Compiler designers spend a great deal of effort trying to improve heuristics for these choices. Look at the assembly output or use an online tool such as Godbolt's Compiler Explorer to see various code generation possibilities.

How much code space does a switch statement take?

I am actually surprised I could not find this question already asked. I am wondering how much code space a switch statement takes and if using a const lookup table would be more efficient for my needs.
typedef struct container{
type1 a;
type2 b;
type3 c;
}container;
static container d;
//option A
void foo(int num)
{
void* x;
switch (num)
{
case 1:
x = &d->a;
break;
case 2:
x = &d->b;
break;
case 3:
x = &d->c;
break;
default:
x = NULL;
break;
}
// do something with x
}
// option B
const void* lookup_table[] = {
d.a,
d.b,
d.c,
NULL
};
void foo(int num)
{
void* x = lookup_table[num];
// do something with x
}
How would the switch statement break down into assembly, and how much larger would it be in code space? Is it worth using the lookup table rather than using the switch statement?

If you can rewrite the switch as a simple lookup into a lookup table, that's may be the best solution, particularly if the possible indices are dense, since it is also probably more readable. (If the possible indices are not dense, you could either waste space or use a more sophisticated lookup technique: two-level tables, hash table, binary search into a sorted list. These may be better than the switch statement, but will be less readable.) A good compiler will try hard to match the efficiency, though, and some of them will produce exactly the same code as you did.
But in the usual case that you need to more than just lookup a value, the switch statement is almost certainly better. A good compiler will compile the switch statement into one of the above mentioned strategies, and it may know more than you do about the optimal solution given the details of the target platform.
In particular, turning a switch statement into an indexed lookup of a function pointer and then calling through the function pointer is likely to be significantly slower than the switch statement because of the overhead of calling the function. With the switch statement, the compiler is likely to generate a branch table, in which the lookup code will be very similar to your handbuilt code, but what's done after the lookup is a simple branch rather than a function call.

The question has no precise meaning. An optimizing compiler is (very often) at least compiling an entire function (and often, an entire translation unit) at once.
Read this paper by R.Sayle on compiling switches. You'll learn that there are several competing strategies for that (jump tables, balanced trees, conditional moves, hash jump tables, etc....) and several of them can be combined.
Trust your optimizing compiler to make a good enough choice to compile your switch code. For GCC, compile with gcc -Wall -O2 -march=native perhaps adding -fverbose-asm -S (and/or replacing -O2 with -O3) if you want to look inside the generated assembler. Learn also about gcc -flto -O3 etc...
Of course, for benchmarking purposes and for production code, you should always ask your compiler to optimize.
Notice that as an extension (accepted also by Clang/LLVM...) GCC has labels as values (with indirect gotos). With them, you could force usage of jump tables, or have some threaded code. That won't always make your code faster (e.g. because of branch prediction).

| Work instructions |
- 1) Answer these questions about the switch statement discussion:
(a) What online tool does it suggest for viewing code generation possibilities?
(b) Who wrote the paper on compiling switches that it recommends?
(c) What GCC extension, also accepted by Clang/LLVM, does it say could force the use of jump tables?
- 2) Find every line of the records that contains the word "straw", and copy each of those lines.

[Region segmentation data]
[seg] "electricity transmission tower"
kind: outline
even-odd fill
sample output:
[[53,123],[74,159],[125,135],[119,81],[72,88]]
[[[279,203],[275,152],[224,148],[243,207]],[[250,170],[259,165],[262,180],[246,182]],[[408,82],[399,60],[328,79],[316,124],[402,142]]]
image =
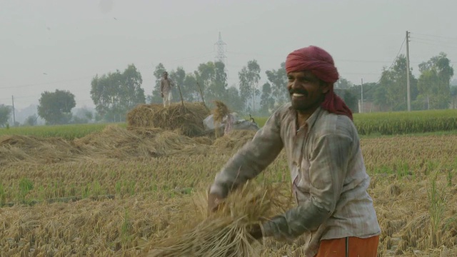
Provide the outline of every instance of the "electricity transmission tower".
[[221,36],[221,32],[219,32],[219,38],[217,42],[214,43],[217,50],[216,54],[216,61],[221,61],[224,64],[226,64],[226,59],[227,56],[226,56],[226,46],[227,45],[224,41],[222,41],[222,36]]

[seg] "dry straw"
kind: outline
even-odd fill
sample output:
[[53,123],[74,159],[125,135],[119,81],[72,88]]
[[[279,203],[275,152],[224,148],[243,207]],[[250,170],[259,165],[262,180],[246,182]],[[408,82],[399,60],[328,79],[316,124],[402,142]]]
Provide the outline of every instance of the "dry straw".
[[168,236],[151,243],[148,257],[258,256],[259,242],[248,233],[248,228],[283,213],[290,198],[278,185],[248,182],[231,193],[221,208],[207,216],[206,198],[196,202],[194,222],[177,226]]
[[[219,124],[222,122],[224,117],[230,113],[228,107],[225,104],[219,100],[213,101],[216,107],[213,109],[213,120],[214,121],[214,128],[219,128]],[[219,130],[214,130],[215,136],[216,138],[219,136]]]
[[203,133],[203,121],[209,111],[202,103],[174,104],[167,107],[143,104],[127,114],[127,124],[132,128],[160,128],[178,131],[188,136]]

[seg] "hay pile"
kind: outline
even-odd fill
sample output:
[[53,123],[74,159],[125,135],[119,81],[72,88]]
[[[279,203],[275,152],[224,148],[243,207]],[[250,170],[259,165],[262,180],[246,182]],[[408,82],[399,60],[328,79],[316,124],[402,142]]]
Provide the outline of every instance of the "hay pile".
[[258,243],[247,228],[283,213],[291,203],[278,186],[248,182],[229,195],[222,208],[209,217],[206,198],[200,196],[196,213],[190,215],[185,227],[178,227],[168,238],[151,244],[148,257],[260,256]]
[[232,130],[225,136],[216,139],[213,147],[219,151],[238,150],[251,141],[256,133],[250,130]]
[[75,160],[83,153],[69,141],[60,138],[33,136],[0,137],[0,164],[23,162],[56,163]]
[[161,128],[127,130],[112,125],[101,132],[75,139],[74,144],[90,153],[91,157],[119,159],[199,153],[209,147],[188,136]]
[[203,103],[173,104],[170,106],[143,104],[127,114],[128,128],[160,128],[188,136],[203,133],[203,121],[209,111]]
[[[222,122],[224,117],[230,114],[230,111],[228,110],[228,107],[227,107],[225,104],[219,100],[213,101],[216,107],[213,109],[213,121],[214,122],[214,127],[219,128],[219,125]],[[214,129],[215,136],[218,138],[219,134],[224,133],[224,132],[221,133],[222,129],[216,128]]]

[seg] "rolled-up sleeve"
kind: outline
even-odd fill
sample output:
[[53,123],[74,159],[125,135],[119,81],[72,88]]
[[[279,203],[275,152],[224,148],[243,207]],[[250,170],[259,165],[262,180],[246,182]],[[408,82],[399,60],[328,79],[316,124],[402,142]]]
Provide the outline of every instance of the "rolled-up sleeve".
[[351,138],[346,135],[327,134],[317,139],[310,158],[310,199],[266,222],[266,236],[293,239],[316,230],[333,214],[344,183],[352,144]]
[[281,138],[281,112],[276,111],[218,173],[210,193],[226,197],[248,179],[256,177],[278,156],[283,147]]

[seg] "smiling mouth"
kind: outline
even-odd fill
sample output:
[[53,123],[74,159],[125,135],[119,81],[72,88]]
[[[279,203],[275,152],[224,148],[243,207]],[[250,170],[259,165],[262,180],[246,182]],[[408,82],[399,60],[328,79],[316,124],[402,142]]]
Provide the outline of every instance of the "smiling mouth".
[[294,97],[302,97],[302,96],[305,96],[305,95],[303,94],[293,93],[293,94],[292,94],[292,96],[294,96]]

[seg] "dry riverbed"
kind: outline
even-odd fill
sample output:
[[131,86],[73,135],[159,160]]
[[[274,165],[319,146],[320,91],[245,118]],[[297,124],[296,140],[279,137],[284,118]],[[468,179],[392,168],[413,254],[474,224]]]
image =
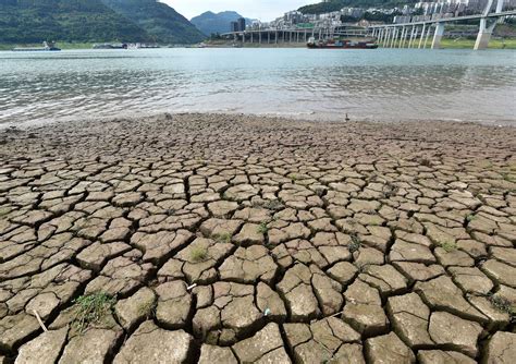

| Per-task outputs |
- 1)
(a) Godbolt's Compiler Explorer
(b) R.Sayle
(c) Labels as values (with indirect gotos)

- 2)
[seg] "dry straw"
Provide the outline of every instance of the "dry straw".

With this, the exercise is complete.